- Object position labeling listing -
-----

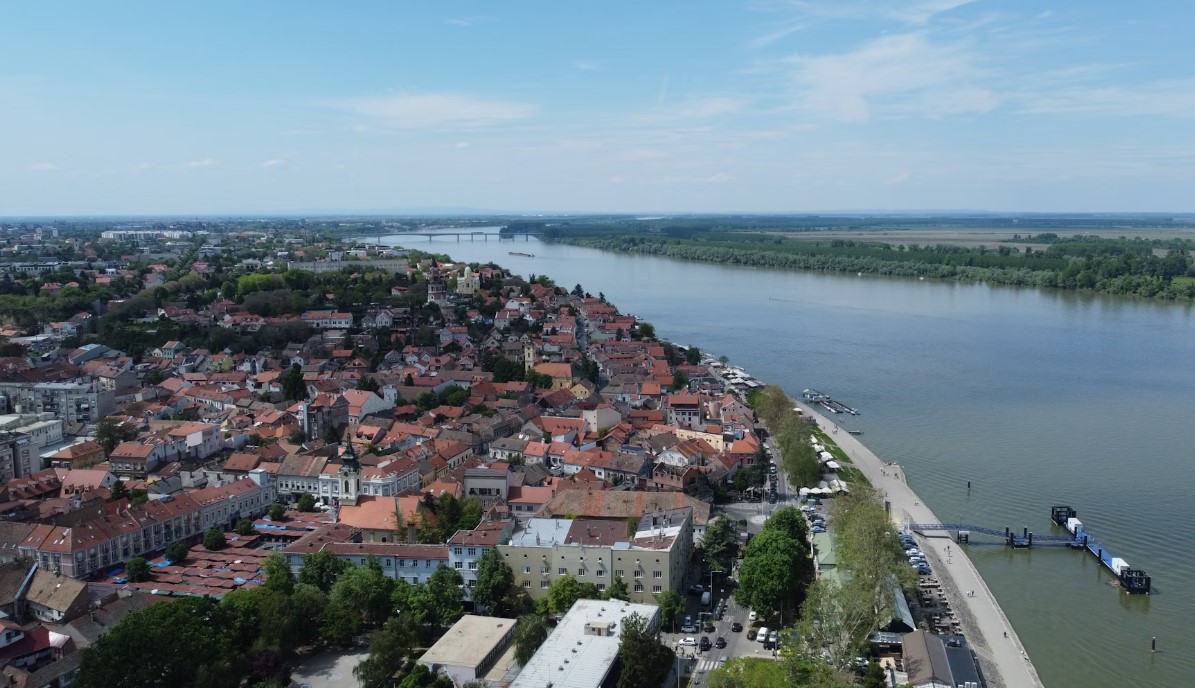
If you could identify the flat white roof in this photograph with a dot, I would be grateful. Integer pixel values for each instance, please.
(573, 657)
(469, 642)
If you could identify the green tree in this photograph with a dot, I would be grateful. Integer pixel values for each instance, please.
(645, 662)
(721, 544)
(293, 386)
(618, 590)
(322, 569)
(177, 553)
(495, 578)
(306, 503)
(388, 650)
(111, 431)
(214, 539)
(672, 606)
(531, 631)
(277, 573)
(159, 646)
(138, 570)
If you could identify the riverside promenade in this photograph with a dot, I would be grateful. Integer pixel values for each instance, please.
(1002, 656)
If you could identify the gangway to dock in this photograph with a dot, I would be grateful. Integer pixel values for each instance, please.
(1132, 579)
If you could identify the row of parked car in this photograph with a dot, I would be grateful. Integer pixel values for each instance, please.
(914, 556)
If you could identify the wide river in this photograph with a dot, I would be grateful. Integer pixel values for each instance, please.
(1035, 397)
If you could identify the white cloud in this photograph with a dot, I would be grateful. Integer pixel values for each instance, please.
(435, 110)
(904, 73)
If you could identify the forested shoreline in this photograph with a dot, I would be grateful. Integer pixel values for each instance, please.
(1121, 266)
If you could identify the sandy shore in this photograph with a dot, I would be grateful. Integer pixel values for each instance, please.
(1002, 657)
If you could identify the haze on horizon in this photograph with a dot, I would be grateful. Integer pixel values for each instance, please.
(758, 106)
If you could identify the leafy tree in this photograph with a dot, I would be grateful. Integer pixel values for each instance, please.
(531, 631)
(277, 573)
(159, 646)
(111, 431)
(306, 503)
(495, 578)
(672, 606)
(721, 544)
(388, 649)
(645, 662)
(244, 527)
(293, 386)
(138, 569)
(177, 553)
(322, 569)
(618, 590)
(214, 539)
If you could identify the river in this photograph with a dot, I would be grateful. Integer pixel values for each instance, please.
(1035, 397)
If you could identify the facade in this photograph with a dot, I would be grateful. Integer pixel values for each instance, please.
(599, 552)
(470, 649)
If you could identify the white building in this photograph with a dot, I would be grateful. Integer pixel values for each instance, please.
(583, 647)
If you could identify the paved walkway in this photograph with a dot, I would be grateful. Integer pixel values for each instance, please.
(1003, 658)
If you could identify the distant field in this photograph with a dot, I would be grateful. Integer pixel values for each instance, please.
(980, 237)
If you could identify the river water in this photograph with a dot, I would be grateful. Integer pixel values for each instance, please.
(1035, 397)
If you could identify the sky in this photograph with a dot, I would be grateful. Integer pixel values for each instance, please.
(221, 108)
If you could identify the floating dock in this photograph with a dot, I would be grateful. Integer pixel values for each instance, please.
(1134, 581)
(825, 401)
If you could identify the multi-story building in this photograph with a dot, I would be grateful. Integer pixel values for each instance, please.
(599, 551)
(74, 403)
(118, 535)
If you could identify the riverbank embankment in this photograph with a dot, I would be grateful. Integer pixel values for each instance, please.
(990, 633)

-----

- The exercise -
Could you duplicate every line of the listing above word for word, leaving out the pictures?

- Exercise answer -
If you could identify the flat white roof in this photograph with a dot, I would be grateful. Integer pixel values for each instance, please.
(573, 657)
(469, 642)
If you could identify the green tree in this photograph with a dot, I would be grateful. Integer pixel values for each instance, please.
(645, 662)
(721, 544)
(293, 386)
(618, 590)
(322, 569)
(177, 553)
(495, 578)
(306, 503)
(388, 650)
(111, 431)
(214, 539)
(672, 606)
(531, 631)
(277, 573)
(159, 646)
(138, 570)
If you could identify the riverside promenade in this photograph with a dot, I would be grateful. Integer pixel values for each instance, please.
(1002, 656)
If you could identify the gangway to dock in this photograph with a dot, I would be grateful. Integer pixel values for each instance, please.
(1132, 579)
If you could identify the row of parked car in this photograph with a dot, I would be grateful. Integer pixel values for each instance, please.
(914, 556)
If you could identify the wide river in this photograph with a dot, I would be grateful. Integer pixel values for each instance, please.
(1035, 397)
If you could identify the white cloud in this photograph with a dot, I would be grateful. Integer pixel values for each instance, please.
(435, 110)
(904, 73)
If you could identify the forested shoreline in this photograph with a dot, I would be grateful. Integer pixel values for each instance, please.
(1121, 266)
If you could identify the sandy shore in this photograph with a dot, I would be grateful. Integer pixel values for each instance, please.
(1002, 657)
If you could identify the haze on horizon in this photograph with a dot, I would be grateful. Integer pixel values for each instance, please.
(758, 106)
If you could identify the leafy tree in this photograph with a dot, I would be grateful. Integer pixel values for each instance, please.
(531, 631)
(277, 573)
(159, 646)
(111, 431)
(306, 503)
(495, 578)
(672, 606)
(721, 544)
(388, 649)
(645, 662)
(244, 527)
(293, 386)
(138, 569)
(177, 553)
(322, 569)
(618, 590)
(214, 539)
If you could identify the river in this photograph with a dot, I would be grateful. Integer pixel values for each instance, please.
(1035, 397)
If you could identify the facade in this photograph with a dot, I would be grateful. Integer pixel values for each instance, please.
(599, 552)
(470, 649)
If you could identify the white building in this photograph with a dot, I would be grateful. Integer pixel values for each instance, please.
(583, 647)
If you could identify the paved walkway in this photograph with a dot, I would be grateful. Integer pixel values for each instance, please.
(1003, 658)
If you could identify the distant field in this photograph with a dot, I would be grateful. Integer pixel values for each instance, please.
(980, 237)
If you could identify the river water in this photograph with a dot, I would be grateful. Integer pixel values for each instance, please.
(1035, 397)
If you could identify the sky in this photograph with a dot, I would be grateful. Integer pixel values for each instance, please.
(221, 108)
If you could identify the floating dock in this photograph with a dot, I would be grateful. Integer pixel values for each instance, please.
(1134, 581)
(825, 401)
If you could identify the multi-story building in this photograph with a dot, I would be grateful. Integer pixel values for each instance, please.
(599, 551)
(74, 403)
(118, 535)
If you could identify the riverbank embankment in this photograph with a dot, I would be grateful. Integer pixel values for each instance, please.
(990, 633)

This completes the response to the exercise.